» **Supplied text**
---+---

Railway station in Yokkaichi, Mie Prefecture, Japan

Minami-Hinaga Station (南日永駅, Minami-Hinaga-eki) is a railway station on the Kintetsu Utsube Line in Yokkaichi, Mie Prefecture, Japan, operated by the private railway operator Kintetsu. It is 2.5 rail kilometers from the terminus of the line at Kintetsu-Yokkaichi Station.

==Lines==
- Kintetsu
  - Utsube Line

==Layout==
Minami-Hinaga Station has a single side platform serving bi-directional traffic. The station is unattended.

---+---

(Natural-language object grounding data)
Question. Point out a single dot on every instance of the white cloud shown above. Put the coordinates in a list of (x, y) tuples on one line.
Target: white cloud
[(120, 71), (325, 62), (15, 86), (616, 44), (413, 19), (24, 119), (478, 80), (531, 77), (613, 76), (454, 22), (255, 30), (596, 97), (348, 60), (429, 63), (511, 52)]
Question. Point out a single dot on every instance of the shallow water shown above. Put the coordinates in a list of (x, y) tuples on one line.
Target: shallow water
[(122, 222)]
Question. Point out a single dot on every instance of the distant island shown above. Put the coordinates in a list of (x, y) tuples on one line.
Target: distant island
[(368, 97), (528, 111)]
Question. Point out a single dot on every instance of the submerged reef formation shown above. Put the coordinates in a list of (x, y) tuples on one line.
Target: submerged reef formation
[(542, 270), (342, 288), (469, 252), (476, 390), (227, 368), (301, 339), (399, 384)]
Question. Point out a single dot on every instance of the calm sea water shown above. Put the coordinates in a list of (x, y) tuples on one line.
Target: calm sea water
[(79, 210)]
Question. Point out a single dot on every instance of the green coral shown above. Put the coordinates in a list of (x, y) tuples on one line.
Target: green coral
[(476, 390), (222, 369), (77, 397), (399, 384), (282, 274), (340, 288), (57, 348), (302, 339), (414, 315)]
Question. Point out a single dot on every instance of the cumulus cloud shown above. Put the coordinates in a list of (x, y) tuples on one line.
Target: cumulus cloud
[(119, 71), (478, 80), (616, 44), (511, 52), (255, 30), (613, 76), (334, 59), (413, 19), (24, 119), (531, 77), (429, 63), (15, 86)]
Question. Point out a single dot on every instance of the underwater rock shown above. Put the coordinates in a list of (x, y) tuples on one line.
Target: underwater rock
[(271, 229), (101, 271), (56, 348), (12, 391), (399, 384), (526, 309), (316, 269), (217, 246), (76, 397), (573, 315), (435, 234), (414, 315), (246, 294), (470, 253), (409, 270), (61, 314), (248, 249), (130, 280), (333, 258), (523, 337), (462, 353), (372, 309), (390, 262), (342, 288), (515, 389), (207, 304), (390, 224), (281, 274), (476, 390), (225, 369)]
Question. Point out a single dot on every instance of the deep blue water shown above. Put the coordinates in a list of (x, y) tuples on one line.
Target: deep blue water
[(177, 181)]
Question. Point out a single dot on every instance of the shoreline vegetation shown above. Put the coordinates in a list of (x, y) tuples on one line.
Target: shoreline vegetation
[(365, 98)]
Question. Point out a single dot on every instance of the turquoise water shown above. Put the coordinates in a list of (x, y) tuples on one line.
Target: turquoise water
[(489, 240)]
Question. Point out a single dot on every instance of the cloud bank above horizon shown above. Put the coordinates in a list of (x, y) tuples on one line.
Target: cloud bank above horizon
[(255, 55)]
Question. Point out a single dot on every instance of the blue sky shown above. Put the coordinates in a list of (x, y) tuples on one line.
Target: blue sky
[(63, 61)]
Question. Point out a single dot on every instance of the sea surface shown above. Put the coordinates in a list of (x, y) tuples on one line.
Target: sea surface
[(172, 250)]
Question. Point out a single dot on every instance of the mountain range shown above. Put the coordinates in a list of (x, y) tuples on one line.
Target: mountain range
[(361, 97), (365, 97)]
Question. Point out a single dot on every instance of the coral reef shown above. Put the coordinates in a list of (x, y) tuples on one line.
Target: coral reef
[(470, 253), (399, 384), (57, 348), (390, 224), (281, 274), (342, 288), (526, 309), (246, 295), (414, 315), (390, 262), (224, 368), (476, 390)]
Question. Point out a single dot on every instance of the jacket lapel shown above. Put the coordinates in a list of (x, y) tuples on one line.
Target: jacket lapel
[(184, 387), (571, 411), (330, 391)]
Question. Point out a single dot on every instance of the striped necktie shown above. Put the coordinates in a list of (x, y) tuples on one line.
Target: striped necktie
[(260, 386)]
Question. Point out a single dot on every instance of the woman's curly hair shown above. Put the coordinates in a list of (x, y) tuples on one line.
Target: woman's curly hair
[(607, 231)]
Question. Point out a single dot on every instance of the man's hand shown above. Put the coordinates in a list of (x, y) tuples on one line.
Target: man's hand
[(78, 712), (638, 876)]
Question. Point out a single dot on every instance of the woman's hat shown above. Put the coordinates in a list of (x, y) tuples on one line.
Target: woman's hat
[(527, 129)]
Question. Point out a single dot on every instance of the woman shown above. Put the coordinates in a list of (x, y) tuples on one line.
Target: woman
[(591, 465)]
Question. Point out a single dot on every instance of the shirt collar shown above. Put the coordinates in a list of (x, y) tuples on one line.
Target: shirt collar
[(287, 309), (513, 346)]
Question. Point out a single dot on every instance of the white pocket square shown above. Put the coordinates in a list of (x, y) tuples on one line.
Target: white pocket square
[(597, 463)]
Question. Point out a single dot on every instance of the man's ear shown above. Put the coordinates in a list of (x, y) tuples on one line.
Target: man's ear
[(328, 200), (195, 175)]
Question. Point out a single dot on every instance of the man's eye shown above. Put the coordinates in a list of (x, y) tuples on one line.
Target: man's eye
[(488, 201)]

---+---

» **Directions**
1 > In the Minami-Hinaga Station text, what is the station's rail distance from Kintetsu-Yokkaichi Station?
2 > Continue the Minami-Hinaga Station text from its final sentence.

» **Task results**
1 > 2.5 rail kilometers

2 >
===Platforms===

| 1 | ■ Kintetsu Utsube Line | For Kintetsu Yokkaichi Utsube |

==Adjacent stations==

| « |  | Service | » |  |
Kintetsu Utsube Line
| Hinaga |  | Local |  | Tomari |

==Surrounding area==
- Yokkaichi Technical High School
- Kayo department store

==History==
Minami-Hinaga Station was opened on June 21, 1922, as a station on the Mie Railway. On February 11, 1944, due to mergers, the station came under the ownership of Sanco. On February 1, 1964, the Railway division of Sanco split off and formed a separate company, the Mie Electric Railway, which merged with Kintetsu on April 1, 1965.